:: Prompt ::
From the listing below, copy only the lines from the line that contains "Target: walking pedestrian" to the line that contains "sample | [497, 272]", counting those two lines as part of the copy.

:: Supplied material ::
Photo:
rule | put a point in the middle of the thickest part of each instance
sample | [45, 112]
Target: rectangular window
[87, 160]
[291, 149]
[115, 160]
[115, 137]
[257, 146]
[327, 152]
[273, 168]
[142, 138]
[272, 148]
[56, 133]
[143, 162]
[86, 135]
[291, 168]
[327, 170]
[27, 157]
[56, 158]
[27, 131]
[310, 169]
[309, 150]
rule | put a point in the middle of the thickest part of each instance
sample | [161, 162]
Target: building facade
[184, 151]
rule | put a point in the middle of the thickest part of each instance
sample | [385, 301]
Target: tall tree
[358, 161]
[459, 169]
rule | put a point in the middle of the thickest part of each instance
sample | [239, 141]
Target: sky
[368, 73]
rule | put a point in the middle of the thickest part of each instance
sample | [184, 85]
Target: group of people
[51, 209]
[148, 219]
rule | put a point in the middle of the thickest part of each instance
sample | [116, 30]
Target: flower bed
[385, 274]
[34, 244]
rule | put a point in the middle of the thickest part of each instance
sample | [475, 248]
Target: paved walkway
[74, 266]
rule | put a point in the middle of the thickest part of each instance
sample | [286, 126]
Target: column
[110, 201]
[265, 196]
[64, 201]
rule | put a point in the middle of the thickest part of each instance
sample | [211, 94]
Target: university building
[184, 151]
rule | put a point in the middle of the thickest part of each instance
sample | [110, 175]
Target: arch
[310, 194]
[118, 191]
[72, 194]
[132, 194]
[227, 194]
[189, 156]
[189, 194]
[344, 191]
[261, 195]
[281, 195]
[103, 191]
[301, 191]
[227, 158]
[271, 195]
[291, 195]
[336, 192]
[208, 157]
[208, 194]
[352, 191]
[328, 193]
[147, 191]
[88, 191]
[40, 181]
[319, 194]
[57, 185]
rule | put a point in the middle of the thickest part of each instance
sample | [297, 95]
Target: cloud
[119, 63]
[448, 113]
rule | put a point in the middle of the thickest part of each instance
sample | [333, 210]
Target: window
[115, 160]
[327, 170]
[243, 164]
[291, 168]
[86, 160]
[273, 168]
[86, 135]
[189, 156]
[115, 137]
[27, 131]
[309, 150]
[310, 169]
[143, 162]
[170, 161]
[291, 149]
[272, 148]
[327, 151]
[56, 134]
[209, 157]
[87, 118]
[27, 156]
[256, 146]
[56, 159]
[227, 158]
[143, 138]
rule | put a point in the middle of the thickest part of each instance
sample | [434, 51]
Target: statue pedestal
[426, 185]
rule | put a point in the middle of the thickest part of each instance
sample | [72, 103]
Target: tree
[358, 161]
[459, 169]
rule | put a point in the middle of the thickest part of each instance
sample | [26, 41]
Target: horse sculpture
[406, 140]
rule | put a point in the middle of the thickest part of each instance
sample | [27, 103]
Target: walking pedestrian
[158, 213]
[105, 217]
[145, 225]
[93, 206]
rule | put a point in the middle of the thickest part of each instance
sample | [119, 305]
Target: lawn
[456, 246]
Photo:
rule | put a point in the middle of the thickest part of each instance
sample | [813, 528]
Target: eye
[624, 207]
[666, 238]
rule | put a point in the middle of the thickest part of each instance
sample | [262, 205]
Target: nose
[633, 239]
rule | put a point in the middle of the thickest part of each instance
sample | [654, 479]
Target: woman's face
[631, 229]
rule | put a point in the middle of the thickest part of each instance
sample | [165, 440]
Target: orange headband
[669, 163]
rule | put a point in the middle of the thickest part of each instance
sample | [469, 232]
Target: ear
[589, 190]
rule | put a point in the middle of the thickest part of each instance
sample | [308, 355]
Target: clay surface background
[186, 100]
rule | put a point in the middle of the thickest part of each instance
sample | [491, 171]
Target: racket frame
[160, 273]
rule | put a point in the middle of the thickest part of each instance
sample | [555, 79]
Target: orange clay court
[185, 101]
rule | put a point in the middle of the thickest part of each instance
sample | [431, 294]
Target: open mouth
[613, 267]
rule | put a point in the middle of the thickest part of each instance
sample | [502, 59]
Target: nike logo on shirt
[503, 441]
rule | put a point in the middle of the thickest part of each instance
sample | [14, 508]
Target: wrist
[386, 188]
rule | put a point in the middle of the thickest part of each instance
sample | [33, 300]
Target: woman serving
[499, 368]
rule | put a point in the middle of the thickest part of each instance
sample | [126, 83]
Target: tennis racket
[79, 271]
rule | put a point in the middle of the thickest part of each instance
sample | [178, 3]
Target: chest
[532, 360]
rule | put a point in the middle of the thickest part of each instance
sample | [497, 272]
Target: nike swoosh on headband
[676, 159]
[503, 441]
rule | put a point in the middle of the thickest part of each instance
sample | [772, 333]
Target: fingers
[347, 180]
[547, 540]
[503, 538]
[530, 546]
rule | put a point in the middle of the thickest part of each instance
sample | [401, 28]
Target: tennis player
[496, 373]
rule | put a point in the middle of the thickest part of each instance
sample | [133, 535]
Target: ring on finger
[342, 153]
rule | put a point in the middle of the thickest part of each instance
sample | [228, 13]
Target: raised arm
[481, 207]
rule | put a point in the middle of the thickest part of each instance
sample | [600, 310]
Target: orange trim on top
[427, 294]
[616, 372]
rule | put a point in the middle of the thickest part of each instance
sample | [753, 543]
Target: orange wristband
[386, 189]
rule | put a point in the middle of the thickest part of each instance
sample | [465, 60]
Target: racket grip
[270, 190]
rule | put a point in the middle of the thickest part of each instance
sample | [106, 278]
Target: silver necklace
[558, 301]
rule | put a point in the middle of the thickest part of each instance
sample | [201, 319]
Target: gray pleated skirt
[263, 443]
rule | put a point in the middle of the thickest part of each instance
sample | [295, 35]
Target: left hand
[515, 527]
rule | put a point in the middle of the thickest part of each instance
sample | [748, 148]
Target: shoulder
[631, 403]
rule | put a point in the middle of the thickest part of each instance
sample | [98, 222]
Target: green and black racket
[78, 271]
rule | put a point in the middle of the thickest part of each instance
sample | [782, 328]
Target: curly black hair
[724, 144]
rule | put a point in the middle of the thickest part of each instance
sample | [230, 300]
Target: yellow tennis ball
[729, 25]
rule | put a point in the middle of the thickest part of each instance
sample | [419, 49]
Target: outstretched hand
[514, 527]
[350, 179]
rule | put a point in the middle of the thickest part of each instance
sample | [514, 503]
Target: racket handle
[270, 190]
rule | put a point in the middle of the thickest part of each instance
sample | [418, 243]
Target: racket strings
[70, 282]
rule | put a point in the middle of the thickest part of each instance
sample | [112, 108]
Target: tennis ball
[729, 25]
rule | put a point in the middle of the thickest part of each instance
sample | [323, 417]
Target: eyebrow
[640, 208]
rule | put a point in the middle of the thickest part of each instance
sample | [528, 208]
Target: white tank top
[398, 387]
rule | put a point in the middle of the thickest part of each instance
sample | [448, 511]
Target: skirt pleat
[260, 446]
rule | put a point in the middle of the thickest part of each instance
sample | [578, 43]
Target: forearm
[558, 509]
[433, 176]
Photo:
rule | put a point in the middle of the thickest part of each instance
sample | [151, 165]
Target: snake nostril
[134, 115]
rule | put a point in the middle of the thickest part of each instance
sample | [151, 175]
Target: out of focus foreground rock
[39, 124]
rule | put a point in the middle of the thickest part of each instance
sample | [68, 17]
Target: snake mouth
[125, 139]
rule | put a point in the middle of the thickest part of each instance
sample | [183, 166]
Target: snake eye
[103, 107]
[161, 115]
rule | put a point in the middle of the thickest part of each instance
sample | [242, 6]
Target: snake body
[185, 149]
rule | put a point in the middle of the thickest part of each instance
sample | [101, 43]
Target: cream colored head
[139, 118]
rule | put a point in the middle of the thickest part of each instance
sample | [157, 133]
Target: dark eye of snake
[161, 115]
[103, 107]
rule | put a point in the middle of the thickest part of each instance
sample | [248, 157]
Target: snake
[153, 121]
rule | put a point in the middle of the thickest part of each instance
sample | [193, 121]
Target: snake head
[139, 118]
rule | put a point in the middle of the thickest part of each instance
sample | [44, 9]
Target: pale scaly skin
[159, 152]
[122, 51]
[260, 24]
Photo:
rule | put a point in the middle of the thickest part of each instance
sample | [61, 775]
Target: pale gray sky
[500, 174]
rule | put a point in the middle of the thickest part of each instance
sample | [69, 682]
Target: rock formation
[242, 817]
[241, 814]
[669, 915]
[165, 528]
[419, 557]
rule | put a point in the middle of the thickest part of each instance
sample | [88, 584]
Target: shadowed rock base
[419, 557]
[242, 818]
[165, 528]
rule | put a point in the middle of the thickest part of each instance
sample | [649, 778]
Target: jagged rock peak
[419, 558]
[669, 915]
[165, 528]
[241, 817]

:: Result for this exercise ::
Target: walking pedestrian
[158, 213]
[105, 217]
[145, 225]
[93, 206]
rule | put a point in the middle of the thickest part of each instance
sample | [119, 305]
Target: lawn
[456, 246]
Photo:
rule | put a point in the middle of the thickest part of each instance
sample | [813, 528]
Target: eye
[624, 207]
[666, 238]
rule | put a point in the middle of the thickest part of each instance
sample | [262, 205]
Target: nose
[633, 239]
rule | put a point in the middle of the thickest part of each instance
sample | [654, 479]
Target: woman's face
[631, 229]
rule | put a point in the middle of the thickest part of each instance
sample | [165, 440]
Target: orange headband
[669, 163]
rule | put a point in the middle of the thickest part of each instance
sample | [469, 232]
Target: ear
[589, 190]
rule | put a point in the middle of the thickest part of each instance
sample | [308, 355]
Target: clay surface background
[186, 100]
rule | put a point in the middle of the thickest part of each instance
sample | [491, 171]
Target: racket frame
[160, 273]
rule | put a point in the middle of the thickest part of each instance
sample | [555, 79]
Target: orange clay court
[185, 101]
rule | put a point in the middle of the thickest part of each instance
sample | [431, 294]
Target: open mouth
[613, 267]
rule | put a point in the middle of the thickest part of each instance
sample | [502, 59]
Target: nike logo on shirt
[503, 441]
rule | put a point in the middle of the thickest part of each instance
sample | [14, 508]
Target: wrist
[386, 188]
rule | put a point in the middle of the thickest part of each instance
sample | [33, 300]
Target: woman serving
[499, 368]
rule | put a point in the middle of the thickest part of each instance
sample | [126, 83]
Target: tennis racket
[79, 271]
rule | put a point in the middle of the thickest part of each instance
sample | [178, 3]
Target: chest
[532, 360]
rule | put a point in the middle of the thickest part of each instance
sample | [497, 272]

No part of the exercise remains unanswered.